### GIVEN REQUEST:
Rescale the lines below by reproducing each of them in full, requests included, with every bounding box coordinate in the answers multiplied by 1.95 and rounded to the nearest whole number, with halves rounded up. Leave the coordinates in the requests and their format samples unchanged.

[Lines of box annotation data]
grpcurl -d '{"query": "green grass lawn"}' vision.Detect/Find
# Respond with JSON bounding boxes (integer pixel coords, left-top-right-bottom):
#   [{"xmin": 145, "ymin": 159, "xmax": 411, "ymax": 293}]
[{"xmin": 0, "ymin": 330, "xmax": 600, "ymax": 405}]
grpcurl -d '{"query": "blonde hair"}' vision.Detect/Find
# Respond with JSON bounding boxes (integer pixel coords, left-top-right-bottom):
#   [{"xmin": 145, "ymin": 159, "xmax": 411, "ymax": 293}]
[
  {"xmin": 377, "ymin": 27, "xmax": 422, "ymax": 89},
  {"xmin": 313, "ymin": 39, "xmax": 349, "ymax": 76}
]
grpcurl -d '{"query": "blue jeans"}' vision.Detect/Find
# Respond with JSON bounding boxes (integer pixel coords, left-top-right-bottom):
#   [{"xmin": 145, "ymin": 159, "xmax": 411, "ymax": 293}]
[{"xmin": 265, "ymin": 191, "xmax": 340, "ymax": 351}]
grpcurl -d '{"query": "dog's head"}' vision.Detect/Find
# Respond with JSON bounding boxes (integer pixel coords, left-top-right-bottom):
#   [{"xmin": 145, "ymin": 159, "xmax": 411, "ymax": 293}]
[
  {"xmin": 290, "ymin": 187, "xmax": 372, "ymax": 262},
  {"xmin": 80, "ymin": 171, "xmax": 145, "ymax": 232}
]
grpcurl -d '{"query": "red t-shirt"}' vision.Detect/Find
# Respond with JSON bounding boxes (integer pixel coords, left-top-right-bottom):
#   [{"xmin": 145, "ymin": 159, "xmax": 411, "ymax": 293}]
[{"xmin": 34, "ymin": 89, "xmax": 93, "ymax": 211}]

### ANSWER FOR THIS EXERCISE:
grpcurl -d '{"query": "green grass lawn"}' vision.Detect/Find
# Respond with JSON bounding boxes (integer pixel coords, left-top-right-bottom):
#   [{"xmin": 145, "ymin": 159, "xmax": 411, "ymax": 293}]
[{"xmin": 0, "ymin": 644, "xmax": 1170, "ymax": 790}]
grpcurl -d '{"query": "blonde hair"}' vision.Detect/Find
# Respond with JSON bounding boxes (integer pixel coords, left-top-right-bottom):
#   [{"xmin": 145, "ymin": 159, "xmax": 411, "ymax": 293}]
[
  {"xmin": 735, "ymin": 53, "xmax": 823, "ymax": 174},
  {"xmin": 610, "ymin": 76, "xmax": 681, "ymax": 148}
]
grpcurl -d '{"query": "blue jeans"}' vision.Detect/Find
# Respond with JSON bounding boxes (integer pixel coords, left-top-right-bottom):
#   [{"xmin": 145, "ymin": 159, "xmax": 411, "ymax": 293}]
[{"xmin": 517, "ymin": 372, "xmax": 663, "ymax": 684}]
grpcurl -d '{"query": "dog's head"}' vision.Detect/Find
# Respond with JSON bounding boxes (integer pixel coords, left-top-right-bottom):
#   [{"xmin": 145, "ymin": 159, "xmax": 411, "ymax": 293}]
[
  {"xmin": 566, "ymin": 365, "xmax": 725, "ymax": 511},
  {"xmin": 156, "ymin": 333, "xmax": 283, "ymax": 452}
]
grpcurl -d '{"query": "red t-shirt"}' vision.Detect/Find
# Respond with JSON bounding boxes (integer pixel coords, left-top-right-bottom):
#   [{"xmin": 145, "ymin": 159, "xmax": 411, "ymax": 293}]
[{"xmin": 66, "ymin": 174, "xmax": 181, "ymax": 411}]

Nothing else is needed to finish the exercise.